======== SUPPLIED ENTRIES
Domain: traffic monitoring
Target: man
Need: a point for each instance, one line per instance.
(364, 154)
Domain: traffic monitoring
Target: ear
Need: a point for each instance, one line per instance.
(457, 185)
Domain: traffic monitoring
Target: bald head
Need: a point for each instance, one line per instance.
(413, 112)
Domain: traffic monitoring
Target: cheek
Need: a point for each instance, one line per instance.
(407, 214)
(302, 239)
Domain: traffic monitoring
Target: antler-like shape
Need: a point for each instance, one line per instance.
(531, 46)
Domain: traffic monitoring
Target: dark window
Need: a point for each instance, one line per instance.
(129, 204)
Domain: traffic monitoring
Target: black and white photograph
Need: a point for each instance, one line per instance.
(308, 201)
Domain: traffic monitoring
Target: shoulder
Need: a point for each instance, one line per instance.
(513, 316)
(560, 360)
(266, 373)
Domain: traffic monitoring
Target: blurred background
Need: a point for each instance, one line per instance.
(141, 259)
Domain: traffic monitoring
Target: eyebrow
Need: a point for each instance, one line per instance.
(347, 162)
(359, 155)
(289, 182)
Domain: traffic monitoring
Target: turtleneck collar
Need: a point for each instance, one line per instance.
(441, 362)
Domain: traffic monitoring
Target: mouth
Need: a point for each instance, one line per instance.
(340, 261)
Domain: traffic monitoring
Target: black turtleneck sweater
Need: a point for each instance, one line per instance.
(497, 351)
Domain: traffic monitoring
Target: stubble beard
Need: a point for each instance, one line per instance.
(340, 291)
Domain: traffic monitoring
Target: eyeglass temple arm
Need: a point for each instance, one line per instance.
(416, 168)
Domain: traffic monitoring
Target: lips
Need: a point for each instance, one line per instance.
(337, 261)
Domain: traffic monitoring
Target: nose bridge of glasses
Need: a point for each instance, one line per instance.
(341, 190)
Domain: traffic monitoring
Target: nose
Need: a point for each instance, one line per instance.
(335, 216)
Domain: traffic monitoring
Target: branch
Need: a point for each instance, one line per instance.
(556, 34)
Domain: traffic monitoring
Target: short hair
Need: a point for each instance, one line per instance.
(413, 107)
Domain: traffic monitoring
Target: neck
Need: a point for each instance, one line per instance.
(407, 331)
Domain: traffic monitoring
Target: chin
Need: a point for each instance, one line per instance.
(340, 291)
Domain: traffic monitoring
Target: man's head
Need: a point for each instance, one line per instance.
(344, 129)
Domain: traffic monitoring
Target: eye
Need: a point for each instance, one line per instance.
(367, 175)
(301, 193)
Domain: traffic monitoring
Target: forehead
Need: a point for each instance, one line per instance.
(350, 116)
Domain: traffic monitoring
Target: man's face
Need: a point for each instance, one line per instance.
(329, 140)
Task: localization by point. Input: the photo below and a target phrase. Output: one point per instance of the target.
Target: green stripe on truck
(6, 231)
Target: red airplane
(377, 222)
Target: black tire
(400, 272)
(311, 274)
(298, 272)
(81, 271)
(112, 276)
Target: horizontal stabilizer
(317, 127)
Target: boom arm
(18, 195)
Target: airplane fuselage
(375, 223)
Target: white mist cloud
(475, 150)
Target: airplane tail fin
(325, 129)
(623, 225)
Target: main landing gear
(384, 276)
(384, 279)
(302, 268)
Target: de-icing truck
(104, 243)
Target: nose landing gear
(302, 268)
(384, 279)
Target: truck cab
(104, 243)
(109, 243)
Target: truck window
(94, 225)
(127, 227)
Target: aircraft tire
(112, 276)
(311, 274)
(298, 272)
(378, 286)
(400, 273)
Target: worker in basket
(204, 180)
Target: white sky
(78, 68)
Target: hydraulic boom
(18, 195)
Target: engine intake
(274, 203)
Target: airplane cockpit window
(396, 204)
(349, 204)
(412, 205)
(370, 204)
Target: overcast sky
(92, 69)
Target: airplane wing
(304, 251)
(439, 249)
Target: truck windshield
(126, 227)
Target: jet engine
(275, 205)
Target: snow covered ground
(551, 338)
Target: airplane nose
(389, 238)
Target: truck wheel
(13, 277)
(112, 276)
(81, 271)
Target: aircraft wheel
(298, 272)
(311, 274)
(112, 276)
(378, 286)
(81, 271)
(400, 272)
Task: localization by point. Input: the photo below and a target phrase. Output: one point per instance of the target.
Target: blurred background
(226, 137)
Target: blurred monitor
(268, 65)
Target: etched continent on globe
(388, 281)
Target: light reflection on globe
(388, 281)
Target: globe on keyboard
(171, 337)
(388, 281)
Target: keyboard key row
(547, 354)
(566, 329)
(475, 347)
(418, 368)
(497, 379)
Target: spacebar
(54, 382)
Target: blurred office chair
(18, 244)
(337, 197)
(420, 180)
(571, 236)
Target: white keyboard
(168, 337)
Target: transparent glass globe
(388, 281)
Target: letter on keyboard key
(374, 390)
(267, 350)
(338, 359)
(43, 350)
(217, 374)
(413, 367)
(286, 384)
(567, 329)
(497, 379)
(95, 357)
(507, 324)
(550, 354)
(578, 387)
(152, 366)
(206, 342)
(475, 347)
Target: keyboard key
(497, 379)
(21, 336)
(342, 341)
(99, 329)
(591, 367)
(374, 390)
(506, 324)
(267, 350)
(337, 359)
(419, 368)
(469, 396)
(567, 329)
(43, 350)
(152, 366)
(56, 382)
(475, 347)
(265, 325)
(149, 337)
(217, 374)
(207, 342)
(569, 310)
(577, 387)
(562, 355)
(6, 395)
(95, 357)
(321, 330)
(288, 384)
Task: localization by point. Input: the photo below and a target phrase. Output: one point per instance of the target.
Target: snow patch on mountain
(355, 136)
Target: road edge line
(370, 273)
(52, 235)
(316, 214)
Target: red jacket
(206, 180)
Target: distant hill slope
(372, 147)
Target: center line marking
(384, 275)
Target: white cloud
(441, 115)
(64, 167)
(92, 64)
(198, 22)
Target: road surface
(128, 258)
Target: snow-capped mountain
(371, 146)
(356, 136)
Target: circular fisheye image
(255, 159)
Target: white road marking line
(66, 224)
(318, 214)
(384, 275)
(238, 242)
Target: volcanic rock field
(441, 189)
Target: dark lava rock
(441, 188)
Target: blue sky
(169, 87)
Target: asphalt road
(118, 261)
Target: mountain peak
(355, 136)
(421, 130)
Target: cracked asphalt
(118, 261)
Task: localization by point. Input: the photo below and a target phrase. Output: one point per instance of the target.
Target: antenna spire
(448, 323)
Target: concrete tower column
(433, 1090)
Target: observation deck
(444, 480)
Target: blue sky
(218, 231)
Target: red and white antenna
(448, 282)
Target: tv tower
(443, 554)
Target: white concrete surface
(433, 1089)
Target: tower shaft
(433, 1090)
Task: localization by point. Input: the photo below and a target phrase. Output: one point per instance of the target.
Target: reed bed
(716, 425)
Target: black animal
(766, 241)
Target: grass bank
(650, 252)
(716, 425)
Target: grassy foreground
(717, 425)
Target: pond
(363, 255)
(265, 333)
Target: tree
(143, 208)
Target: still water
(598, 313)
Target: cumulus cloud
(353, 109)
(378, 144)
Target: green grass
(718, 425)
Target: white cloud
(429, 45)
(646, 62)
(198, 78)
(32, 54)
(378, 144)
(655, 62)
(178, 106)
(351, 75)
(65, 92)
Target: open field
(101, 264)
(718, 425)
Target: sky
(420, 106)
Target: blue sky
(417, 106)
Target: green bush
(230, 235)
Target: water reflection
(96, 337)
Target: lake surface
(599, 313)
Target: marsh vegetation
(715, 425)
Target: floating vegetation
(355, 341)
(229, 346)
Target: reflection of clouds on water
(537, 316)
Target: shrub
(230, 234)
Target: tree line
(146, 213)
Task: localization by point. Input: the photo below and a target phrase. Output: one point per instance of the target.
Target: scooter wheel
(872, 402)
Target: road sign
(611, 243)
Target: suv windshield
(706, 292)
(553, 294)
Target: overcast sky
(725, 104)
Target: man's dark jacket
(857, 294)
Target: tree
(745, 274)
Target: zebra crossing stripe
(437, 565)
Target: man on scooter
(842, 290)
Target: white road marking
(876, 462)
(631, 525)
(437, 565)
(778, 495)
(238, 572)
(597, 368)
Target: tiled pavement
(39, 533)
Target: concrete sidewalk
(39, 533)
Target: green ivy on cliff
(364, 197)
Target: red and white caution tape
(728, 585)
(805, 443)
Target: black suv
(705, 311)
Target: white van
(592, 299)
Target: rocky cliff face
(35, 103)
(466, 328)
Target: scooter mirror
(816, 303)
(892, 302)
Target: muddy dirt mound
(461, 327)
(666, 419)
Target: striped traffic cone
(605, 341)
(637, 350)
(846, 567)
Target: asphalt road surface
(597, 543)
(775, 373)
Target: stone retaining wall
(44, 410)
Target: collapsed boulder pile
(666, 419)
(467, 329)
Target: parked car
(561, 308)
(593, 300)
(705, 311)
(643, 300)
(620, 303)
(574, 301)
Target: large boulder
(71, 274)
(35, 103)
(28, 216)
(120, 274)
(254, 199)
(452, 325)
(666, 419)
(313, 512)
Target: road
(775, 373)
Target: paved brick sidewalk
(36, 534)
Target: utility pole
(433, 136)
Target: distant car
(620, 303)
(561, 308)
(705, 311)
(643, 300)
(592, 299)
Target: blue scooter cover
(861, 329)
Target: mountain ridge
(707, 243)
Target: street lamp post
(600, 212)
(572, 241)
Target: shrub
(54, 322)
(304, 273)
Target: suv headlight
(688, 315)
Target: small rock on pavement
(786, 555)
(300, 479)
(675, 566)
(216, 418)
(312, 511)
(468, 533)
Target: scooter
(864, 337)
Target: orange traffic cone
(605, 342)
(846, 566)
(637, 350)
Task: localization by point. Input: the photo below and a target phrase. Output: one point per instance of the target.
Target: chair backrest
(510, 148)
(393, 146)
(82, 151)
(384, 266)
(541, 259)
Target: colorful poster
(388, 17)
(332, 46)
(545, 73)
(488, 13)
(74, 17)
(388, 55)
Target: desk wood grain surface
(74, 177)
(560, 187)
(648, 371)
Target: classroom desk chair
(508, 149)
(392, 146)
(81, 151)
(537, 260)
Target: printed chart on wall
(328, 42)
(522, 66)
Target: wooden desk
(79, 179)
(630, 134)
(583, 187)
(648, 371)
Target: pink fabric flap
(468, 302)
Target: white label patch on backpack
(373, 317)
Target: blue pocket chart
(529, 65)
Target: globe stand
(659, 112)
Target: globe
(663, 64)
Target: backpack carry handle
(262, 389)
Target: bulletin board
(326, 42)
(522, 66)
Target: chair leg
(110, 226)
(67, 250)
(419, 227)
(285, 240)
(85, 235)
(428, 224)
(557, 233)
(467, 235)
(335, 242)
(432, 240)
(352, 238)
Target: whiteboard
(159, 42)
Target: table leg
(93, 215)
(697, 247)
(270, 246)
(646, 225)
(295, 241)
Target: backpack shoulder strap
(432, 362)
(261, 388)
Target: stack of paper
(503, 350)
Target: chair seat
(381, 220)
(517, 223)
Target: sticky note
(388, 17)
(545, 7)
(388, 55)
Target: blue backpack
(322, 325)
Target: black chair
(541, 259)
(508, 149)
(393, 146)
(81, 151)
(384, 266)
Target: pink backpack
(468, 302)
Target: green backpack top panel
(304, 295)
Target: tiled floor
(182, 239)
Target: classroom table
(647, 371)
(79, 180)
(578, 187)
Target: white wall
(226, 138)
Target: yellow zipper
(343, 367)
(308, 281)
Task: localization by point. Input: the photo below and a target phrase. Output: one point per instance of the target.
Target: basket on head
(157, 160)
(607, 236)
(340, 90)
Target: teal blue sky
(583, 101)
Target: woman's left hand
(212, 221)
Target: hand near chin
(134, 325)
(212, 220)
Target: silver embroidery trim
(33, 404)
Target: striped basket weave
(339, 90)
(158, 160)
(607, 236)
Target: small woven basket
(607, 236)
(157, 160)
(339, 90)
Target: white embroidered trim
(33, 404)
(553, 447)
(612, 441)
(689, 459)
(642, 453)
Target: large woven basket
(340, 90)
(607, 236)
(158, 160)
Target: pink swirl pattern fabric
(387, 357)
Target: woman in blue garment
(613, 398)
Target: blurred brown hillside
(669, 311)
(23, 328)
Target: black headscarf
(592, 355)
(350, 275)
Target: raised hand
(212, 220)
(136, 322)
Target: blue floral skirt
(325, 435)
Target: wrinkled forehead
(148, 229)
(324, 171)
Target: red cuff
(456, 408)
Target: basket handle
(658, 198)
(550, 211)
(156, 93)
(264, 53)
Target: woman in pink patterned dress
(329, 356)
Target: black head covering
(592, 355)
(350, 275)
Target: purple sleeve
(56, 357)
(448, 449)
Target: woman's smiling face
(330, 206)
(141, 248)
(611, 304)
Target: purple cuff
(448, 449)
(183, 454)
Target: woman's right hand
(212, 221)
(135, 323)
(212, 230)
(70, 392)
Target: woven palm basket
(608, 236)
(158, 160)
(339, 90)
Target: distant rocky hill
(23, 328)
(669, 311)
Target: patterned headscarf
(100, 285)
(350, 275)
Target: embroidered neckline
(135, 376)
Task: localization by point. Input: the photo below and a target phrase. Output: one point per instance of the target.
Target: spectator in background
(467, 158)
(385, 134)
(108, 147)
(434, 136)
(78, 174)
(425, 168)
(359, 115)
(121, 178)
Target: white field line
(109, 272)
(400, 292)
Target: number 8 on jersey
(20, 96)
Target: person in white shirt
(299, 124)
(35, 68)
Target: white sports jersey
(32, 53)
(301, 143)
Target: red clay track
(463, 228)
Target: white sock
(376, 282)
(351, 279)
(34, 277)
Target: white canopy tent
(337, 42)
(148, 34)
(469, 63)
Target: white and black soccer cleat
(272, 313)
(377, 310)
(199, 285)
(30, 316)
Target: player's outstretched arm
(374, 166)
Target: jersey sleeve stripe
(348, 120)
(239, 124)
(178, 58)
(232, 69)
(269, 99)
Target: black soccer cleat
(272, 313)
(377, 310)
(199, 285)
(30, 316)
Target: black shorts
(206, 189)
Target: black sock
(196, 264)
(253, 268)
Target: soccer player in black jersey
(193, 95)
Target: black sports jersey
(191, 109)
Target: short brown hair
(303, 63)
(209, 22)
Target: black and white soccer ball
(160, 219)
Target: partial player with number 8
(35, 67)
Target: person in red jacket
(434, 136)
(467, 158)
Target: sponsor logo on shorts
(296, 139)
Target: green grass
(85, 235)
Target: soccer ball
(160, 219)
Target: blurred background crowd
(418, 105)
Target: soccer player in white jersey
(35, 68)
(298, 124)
================
▶ _SET TASK_: Every line from the one containing "Target: blue floral skirt" through the last line of the entries must be written out verbatim, and no other line.

▶ _RESULT FOR THIS TASK_:
Target: blue floral skirt
(325, 435)
Target: wrinkled forehead
(148, 229)
(324, 171)
Target: red cuff
(456, 408)
Target: basket handle
(658, 198)
(550, 211)
(156, 93)
(264, 53)
Target: woman in pink patterned dress
(329, 356)
Target: black head covering
(592, 355)
(350, 275)
Target: purple sleeve
(56, 357)
(448, 449)
Target: woman's smiling face
(330, 206)
(141, 248)
(611, 304)
Target: purple cuff
(448, 449)
(183, 454)
Target: woman's right hand
(212, 221)
(135, 323)
(212, 230)
(70, 392)
Target: woven palm basket
(608, 236)
(158, 160)
(339, 90)
Target: distant rocky hill
(23, 328)
(669, 311)
Target: patterned headscarf
(100, 285)
(350, 275)
Target: embroidered neckline
(135, 376)
Task: localization by point. Input: the photo below and a target phrase. Output: one point per instance of the target.
Target: spectator in background
(467, 158)
(385, 134)
(108, 147)
(434, 136)
(78, 174)
(425, 168)
(359, 115)
(121, 178)
Target: white field line
(109, 272)
(400, 292)
Target: number 8 on jersey
(20, 96)
Target: person in white shirt
(299, 124)
(35, 68)
Target: white sports jersey
(32, 53)
(301, 143)
Target: red clay track
(463, 228)
Target: white sock
(376, 282)
(351, 279)
(34, 277)
Target: white canopy tent
(337, 42)
(148, 34)
(469, 63)
Target: white and black soccer cleat
(272, 313)
(377, 310)
(199, 285)
(30, 316)
Target: player's outstretched arm
(374, 166)
Target: jersey sleeve stripe
(348, 120)
(239, 124)
(178, 58)
(232, 69)
(269, 99)
Target: black soccer cleat
(272, 313)
(377, 310)
(199, 285)
(30, 316)
Target: black shorts
(206, 189)
Target: black sock
(196, 264)
(253, 268)
Target: soccer player in black jersey
(193, 95)
Target: black sports jersey
(191, 109)
Target: short brown hair
(303, 63)
(209, 22)
Target: black and white soccer ball
(160, 219)
Target: partial player with number 8
(35, 67)
Target: person in red jacket
(434, 136)
(467, 158)
Target: sponsor logo on shorts
(296, 139)
Target: green grass
(85, 235)
Target: soccer ball
(160, 219)
Target: blurred background crowd
(418, 105)
Target: soccer player in white jersey
(35, 68)
(298, 124)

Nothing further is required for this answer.